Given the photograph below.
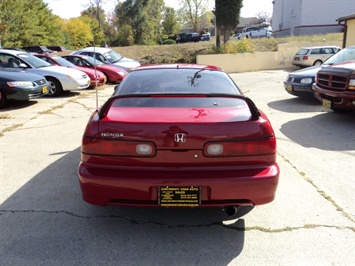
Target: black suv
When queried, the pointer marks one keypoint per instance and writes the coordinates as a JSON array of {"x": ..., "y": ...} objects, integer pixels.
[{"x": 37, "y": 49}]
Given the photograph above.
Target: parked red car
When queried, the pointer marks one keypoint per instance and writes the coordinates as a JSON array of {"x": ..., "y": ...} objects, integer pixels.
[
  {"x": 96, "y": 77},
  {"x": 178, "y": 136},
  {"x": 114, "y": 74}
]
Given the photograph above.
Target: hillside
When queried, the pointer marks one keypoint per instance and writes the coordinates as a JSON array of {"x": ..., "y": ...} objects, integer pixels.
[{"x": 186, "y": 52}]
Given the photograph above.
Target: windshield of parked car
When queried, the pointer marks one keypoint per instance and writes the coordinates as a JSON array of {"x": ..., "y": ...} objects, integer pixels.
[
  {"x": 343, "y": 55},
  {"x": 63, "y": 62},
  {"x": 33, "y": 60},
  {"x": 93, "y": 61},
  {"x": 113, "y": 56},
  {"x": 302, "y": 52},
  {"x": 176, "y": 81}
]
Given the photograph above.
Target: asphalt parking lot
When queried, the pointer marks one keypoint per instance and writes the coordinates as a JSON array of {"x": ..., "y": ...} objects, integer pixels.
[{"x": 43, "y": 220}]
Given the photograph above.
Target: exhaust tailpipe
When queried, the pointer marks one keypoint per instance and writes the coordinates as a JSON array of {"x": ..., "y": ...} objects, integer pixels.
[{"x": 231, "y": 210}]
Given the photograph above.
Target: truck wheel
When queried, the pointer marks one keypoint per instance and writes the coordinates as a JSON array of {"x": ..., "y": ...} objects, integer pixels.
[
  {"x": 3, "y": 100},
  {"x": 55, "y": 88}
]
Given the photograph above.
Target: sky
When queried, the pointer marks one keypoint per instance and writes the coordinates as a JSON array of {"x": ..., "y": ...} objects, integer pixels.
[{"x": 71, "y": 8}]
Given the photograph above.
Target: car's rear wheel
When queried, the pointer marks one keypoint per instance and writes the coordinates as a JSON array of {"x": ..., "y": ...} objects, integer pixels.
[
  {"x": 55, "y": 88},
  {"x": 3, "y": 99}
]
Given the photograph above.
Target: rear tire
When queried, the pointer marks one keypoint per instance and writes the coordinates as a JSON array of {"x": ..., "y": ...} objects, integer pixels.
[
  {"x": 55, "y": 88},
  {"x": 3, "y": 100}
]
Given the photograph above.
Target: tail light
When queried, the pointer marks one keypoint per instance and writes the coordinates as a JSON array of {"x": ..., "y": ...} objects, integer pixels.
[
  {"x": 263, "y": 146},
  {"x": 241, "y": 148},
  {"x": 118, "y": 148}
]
· · · ·
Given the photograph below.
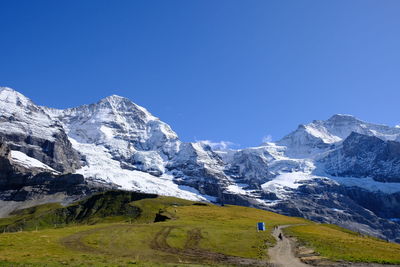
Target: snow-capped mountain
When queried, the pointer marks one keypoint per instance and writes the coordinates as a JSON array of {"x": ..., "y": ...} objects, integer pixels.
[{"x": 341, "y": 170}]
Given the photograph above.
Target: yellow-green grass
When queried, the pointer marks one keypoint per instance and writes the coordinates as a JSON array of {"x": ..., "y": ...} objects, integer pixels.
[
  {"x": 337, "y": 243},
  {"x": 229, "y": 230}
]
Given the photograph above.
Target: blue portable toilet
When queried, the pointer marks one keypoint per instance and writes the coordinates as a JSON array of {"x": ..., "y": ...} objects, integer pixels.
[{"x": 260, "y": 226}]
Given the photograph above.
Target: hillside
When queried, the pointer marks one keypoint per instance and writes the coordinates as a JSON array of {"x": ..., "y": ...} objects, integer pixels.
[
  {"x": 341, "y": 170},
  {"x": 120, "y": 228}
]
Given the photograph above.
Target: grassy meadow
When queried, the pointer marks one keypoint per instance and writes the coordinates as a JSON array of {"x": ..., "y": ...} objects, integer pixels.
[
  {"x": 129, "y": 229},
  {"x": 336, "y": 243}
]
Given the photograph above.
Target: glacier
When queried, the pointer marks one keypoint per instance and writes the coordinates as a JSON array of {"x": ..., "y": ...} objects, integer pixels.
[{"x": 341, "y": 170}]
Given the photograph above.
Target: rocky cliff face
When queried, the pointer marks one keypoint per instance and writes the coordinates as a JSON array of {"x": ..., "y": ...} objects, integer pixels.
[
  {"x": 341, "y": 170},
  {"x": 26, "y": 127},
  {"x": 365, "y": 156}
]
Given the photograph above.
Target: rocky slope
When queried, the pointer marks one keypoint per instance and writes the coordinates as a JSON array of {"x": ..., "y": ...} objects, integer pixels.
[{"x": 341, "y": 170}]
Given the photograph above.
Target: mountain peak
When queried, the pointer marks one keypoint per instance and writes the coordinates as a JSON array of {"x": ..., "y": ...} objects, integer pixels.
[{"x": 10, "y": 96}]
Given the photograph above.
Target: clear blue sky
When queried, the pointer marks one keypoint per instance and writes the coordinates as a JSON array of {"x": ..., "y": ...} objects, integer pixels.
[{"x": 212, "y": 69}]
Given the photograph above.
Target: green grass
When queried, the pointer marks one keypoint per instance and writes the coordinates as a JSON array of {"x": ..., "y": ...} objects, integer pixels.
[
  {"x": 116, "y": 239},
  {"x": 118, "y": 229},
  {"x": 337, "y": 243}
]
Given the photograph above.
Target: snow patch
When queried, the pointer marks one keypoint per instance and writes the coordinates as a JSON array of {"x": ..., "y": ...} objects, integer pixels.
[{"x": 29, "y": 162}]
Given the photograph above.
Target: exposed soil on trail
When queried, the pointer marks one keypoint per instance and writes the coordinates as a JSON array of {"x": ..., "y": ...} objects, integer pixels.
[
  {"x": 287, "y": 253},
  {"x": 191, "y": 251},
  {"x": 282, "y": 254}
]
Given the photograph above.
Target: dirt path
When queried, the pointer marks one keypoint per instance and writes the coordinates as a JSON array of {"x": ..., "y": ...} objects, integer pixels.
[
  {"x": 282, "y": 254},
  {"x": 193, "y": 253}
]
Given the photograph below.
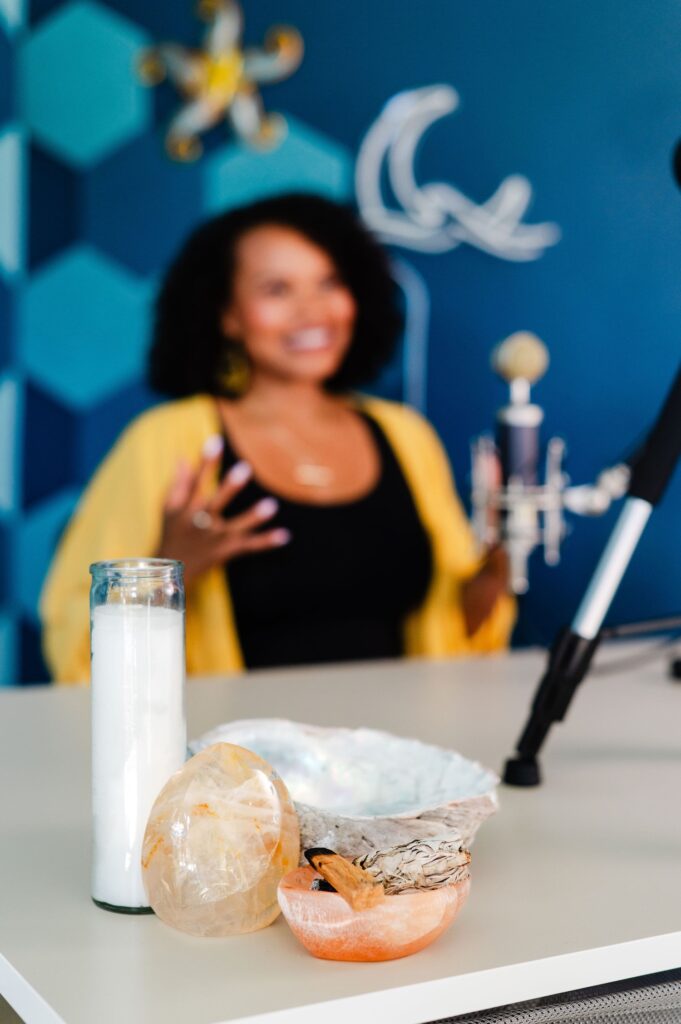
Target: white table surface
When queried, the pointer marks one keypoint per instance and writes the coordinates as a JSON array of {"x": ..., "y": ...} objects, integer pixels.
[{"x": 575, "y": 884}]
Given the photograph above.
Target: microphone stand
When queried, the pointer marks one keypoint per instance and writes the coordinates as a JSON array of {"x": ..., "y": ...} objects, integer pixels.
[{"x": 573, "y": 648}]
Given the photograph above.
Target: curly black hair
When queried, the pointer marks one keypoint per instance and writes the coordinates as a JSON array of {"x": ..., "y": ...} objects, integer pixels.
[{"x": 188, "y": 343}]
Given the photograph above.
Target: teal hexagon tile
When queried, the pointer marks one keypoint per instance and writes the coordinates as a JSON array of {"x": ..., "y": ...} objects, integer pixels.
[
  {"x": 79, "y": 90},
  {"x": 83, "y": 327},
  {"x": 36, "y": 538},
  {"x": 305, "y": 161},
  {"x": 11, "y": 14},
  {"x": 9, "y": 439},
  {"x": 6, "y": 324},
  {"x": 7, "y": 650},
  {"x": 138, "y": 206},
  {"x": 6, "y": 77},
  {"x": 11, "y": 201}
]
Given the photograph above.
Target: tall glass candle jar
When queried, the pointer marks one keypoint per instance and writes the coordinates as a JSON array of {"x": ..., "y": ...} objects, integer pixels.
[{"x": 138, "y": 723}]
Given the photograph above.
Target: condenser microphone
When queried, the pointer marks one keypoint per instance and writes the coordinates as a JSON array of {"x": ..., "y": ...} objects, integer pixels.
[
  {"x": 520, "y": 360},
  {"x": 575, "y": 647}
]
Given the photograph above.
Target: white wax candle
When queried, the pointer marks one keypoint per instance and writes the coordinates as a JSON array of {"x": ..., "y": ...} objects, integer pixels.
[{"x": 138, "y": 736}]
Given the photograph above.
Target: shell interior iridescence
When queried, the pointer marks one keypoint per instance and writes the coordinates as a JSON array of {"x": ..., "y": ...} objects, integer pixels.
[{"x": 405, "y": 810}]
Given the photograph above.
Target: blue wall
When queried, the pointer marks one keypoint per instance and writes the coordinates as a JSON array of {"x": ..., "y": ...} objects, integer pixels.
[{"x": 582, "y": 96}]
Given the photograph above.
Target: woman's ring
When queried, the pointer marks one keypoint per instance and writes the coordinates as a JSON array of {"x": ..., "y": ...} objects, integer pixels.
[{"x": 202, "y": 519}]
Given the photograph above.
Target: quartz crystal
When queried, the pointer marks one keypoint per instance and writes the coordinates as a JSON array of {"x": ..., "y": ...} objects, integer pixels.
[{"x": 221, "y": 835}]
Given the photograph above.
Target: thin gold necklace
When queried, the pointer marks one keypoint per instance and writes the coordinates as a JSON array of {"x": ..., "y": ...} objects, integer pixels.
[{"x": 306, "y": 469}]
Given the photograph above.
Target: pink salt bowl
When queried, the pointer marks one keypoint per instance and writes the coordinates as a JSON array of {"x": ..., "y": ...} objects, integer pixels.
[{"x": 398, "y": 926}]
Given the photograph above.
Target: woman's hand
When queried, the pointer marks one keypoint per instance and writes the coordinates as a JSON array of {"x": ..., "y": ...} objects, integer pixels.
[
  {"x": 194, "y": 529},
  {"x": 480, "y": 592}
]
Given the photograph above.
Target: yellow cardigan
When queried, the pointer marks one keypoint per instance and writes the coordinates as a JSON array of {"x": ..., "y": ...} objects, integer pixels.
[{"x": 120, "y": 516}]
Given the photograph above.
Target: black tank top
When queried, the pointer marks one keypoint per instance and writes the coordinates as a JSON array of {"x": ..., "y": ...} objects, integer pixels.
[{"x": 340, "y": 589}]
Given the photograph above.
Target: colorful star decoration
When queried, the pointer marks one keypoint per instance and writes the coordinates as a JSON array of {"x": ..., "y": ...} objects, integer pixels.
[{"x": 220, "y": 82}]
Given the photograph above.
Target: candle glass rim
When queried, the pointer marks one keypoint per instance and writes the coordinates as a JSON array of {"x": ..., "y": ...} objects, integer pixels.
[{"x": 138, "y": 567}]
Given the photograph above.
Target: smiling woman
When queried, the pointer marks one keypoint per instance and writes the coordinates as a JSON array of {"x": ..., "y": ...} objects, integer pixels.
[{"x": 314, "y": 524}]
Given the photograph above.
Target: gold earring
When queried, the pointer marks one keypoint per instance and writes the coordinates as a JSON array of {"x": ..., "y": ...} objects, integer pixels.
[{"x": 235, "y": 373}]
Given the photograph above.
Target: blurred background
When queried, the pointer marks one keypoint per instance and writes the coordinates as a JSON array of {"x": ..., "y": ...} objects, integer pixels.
· · · ·
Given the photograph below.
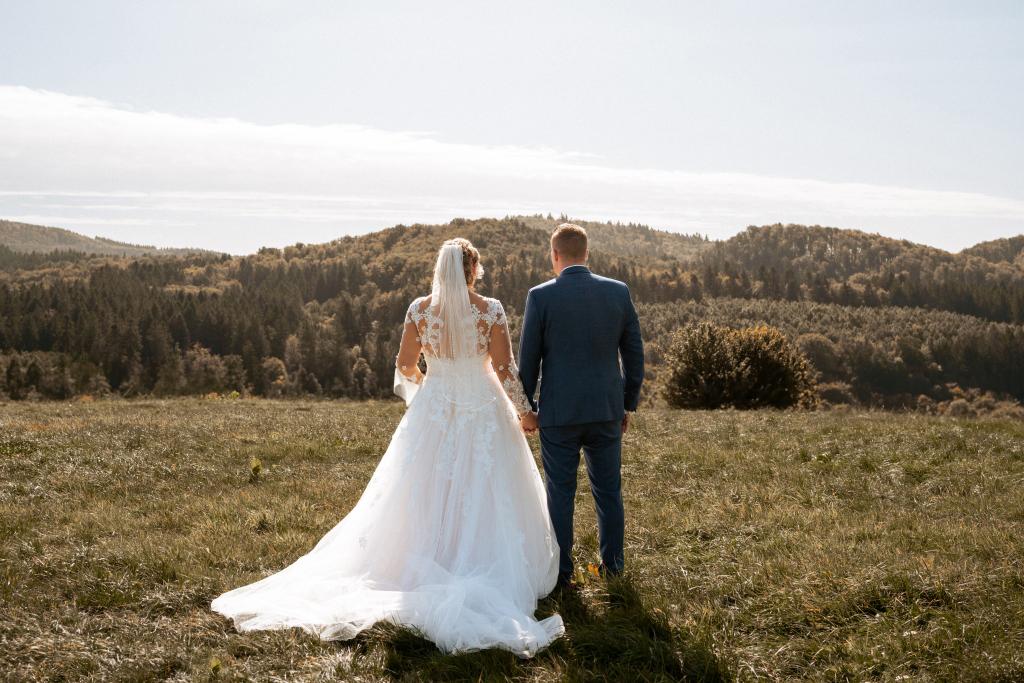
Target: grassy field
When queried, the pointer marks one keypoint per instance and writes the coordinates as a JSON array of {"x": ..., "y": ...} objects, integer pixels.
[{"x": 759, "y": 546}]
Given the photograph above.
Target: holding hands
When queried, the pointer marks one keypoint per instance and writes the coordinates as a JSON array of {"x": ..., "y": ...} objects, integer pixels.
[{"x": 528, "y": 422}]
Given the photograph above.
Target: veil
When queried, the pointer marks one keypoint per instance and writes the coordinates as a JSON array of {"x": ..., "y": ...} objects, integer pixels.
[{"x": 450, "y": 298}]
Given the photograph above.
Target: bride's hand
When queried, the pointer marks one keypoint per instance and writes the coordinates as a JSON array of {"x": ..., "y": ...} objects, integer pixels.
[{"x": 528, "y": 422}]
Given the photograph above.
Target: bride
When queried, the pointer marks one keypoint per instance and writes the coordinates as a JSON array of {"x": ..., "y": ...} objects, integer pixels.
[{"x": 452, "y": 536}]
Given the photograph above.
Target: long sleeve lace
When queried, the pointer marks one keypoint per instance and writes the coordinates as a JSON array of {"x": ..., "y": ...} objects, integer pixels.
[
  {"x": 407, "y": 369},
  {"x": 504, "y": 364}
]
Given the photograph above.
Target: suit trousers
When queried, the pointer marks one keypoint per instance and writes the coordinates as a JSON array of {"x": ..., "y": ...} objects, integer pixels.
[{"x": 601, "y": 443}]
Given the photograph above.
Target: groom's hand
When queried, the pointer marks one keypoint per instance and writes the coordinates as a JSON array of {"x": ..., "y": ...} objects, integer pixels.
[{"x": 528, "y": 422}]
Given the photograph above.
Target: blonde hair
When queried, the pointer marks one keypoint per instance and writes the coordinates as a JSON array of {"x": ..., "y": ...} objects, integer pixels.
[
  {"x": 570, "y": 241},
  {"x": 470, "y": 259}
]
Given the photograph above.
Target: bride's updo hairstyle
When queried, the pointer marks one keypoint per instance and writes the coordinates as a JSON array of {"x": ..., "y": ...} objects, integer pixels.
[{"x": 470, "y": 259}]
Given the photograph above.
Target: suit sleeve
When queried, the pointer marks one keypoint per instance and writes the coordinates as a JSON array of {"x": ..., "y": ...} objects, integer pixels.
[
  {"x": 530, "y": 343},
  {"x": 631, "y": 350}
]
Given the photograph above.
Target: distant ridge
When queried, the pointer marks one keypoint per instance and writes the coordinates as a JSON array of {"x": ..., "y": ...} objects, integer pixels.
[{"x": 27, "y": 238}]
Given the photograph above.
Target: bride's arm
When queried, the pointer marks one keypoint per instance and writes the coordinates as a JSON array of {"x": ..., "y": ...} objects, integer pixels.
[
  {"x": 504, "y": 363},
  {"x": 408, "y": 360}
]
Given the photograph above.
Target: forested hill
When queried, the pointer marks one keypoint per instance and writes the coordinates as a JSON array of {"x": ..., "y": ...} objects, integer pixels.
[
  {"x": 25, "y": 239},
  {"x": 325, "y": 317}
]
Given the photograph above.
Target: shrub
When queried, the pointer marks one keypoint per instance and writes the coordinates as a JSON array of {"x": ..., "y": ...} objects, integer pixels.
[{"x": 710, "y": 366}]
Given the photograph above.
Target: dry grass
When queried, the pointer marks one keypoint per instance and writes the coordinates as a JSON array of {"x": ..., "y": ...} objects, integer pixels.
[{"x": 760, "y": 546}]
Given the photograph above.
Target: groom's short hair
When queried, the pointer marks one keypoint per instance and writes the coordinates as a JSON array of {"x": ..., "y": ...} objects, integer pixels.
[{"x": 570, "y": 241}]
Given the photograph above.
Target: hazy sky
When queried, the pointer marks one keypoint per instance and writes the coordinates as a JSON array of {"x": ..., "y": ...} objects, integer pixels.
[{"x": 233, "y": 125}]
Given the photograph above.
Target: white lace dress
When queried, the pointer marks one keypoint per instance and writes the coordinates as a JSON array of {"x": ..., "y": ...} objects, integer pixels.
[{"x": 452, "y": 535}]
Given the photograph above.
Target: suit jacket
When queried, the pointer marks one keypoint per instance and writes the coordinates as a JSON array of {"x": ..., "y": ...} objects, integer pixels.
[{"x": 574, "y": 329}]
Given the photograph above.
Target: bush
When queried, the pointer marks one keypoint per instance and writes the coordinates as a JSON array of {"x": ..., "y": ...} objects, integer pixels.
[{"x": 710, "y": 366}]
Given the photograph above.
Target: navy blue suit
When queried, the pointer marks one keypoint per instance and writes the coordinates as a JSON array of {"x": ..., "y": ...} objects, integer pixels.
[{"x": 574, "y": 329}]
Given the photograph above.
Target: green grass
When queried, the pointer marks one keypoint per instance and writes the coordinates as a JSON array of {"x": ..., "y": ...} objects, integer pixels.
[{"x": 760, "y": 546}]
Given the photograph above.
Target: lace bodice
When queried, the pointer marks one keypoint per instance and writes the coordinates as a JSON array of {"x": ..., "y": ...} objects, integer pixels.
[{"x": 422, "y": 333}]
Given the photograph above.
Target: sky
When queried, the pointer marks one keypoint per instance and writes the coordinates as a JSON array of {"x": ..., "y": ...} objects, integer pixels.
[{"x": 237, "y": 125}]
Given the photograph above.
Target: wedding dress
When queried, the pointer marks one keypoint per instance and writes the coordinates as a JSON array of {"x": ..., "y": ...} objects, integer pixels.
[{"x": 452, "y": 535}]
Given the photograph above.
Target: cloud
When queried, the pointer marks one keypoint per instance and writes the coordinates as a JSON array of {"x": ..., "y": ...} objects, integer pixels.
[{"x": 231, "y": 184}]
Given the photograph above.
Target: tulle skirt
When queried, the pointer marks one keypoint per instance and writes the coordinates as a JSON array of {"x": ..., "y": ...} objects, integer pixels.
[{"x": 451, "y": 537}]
· · · ·
--- SET PROBLEM ---
Report each line of the listing above that contains the string "suit", copying every such line in full.

--- RIGHT ANSWER ---
Target: suit trousers
Target: suit sleeve
Target: suit jacket
Target: navy blue suit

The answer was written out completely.